## What needs to be done
From the data that follows, copy every line holding the string "arched".

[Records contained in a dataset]

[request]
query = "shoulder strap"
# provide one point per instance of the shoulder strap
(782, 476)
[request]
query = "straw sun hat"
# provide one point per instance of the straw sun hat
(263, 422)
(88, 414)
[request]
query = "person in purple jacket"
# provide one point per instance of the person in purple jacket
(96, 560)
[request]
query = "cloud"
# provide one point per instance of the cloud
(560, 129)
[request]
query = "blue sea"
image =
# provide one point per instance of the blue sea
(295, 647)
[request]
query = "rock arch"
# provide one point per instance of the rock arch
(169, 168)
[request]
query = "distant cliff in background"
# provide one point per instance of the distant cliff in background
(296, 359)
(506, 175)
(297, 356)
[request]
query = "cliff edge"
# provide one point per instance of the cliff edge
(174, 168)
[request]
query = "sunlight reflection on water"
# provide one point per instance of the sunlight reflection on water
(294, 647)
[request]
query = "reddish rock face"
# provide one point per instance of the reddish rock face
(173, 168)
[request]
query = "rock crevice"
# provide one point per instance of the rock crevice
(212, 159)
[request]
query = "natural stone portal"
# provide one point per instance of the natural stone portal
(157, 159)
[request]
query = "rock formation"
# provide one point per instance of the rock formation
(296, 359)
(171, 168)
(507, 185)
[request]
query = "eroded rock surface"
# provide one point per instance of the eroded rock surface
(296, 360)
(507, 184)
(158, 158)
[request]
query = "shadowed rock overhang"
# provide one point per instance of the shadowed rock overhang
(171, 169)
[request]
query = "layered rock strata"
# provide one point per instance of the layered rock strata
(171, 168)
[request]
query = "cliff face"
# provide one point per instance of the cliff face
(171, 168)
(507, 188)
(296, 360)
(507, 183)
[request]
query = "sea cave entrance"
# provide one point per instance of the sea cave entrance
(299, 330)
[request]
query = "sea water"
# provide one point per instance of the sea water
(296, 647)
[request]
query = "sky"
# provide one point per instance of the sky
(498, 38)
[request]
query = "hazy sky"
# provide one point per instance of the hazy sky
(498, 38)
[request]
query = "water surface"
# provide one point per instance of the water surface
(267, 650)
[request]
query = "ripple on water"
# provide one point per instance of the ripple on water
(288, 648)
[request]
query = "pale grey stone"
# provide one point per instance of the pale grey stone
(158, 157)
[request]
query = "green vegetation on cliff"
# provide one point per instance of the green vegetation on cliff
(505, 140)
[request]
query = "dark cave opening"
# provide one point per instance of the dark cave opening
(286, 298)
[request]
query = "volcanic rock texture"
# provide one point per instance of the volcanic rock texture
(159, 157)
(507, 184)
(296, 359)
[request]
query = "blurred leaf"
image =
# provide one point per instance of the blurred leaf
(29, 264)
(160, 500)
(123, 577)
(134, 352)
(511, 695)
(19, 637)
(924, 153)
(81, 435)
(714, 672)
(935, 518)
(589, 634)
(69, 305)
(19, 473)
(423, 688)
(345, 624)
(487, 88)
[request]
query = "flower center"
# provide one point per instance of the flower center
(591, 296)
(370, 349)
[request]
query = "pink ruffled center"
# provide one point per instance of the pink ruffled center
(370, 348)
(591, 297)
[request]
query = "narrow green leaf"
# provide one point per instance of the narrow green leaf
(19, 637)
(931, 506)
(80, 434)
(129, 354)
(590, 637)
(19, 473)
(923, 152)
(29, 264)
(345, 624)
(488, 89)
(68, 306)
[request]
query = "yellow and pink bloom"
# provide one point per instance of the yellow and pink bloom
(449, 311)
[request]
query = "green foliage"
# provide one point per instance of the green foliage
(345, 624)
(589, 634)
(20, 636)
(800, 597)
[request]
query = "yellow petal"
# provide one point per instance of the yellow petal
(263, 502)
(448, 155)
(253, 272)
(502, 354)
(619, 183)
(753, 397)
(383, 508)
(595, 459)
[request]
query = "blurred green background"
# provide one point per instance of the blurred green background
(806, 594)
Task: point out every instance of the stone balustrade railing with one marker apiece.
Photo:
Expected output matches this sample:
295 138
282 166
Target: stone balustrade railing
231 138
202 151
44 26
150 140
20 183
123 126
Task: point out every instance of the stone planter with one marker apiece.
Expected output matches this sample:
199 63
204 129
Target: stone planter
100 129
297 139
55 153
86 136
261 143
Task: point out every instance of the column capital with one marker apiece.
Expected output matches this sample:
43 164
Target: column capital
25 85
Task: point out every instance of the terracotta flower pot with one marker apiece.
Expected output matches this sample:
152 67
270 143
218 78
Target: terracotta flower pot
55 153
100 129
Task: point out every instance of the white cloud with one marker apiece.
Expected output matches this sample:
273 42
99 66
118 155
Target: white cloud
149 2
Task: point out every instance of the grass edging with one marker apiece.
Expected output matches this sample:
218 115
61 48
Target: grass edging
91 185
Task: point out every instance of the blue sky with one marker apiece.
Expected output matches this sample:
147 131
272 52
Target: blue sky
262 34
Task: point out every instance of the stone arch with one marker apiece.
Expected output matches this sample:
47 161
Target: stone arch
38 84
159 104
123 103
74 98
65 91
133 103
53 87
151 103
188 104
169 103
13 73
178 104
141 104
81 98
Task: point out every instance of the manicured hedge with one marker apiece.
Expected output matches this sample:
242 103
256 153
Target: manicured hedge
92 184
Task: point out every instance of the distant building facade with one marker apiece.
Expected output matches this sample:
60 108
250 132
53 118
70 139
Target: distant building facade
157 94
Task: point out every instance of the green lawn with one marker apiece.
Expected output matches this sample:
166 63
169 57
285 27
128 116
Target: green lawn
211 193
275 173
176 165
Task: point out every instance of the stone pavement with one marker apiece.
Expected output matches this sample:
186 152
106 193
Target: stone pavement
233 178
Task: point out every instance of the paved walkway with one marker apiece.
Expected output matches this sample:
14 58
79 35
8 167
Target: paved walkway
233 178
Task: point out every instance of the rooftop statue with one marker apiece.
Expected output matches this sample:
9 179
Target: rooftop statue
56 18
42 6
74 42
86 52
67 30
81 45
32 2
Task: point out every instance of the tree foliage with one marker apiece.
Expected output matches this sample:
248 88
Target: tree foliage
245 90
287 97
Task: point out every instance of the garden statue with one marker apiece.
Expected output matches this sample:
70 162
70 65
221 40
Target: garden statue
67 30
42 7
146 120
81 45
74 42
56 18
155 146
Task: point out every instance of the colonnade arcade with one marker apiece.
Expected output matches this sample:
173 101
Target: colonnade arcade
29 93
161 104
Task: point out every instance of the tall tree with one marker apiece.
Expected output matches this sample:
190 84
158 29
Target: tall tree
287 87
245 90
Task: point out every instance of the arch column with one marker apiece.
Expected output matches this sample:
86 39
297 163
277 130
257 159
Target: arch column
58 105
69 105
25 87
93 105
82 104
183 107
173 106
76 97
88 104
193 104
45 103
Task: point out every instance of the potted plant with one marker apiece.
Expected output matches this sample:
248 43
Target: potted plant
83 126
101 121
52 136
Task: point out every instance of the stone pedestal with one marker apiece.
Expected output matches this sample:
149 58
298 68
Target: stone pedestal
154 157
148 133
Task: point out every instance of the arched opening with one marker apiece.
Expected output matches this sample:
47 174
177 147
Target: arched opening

## The completed task
Task: point out every instance of the arched opening with one marker apiece.
Target: arched opening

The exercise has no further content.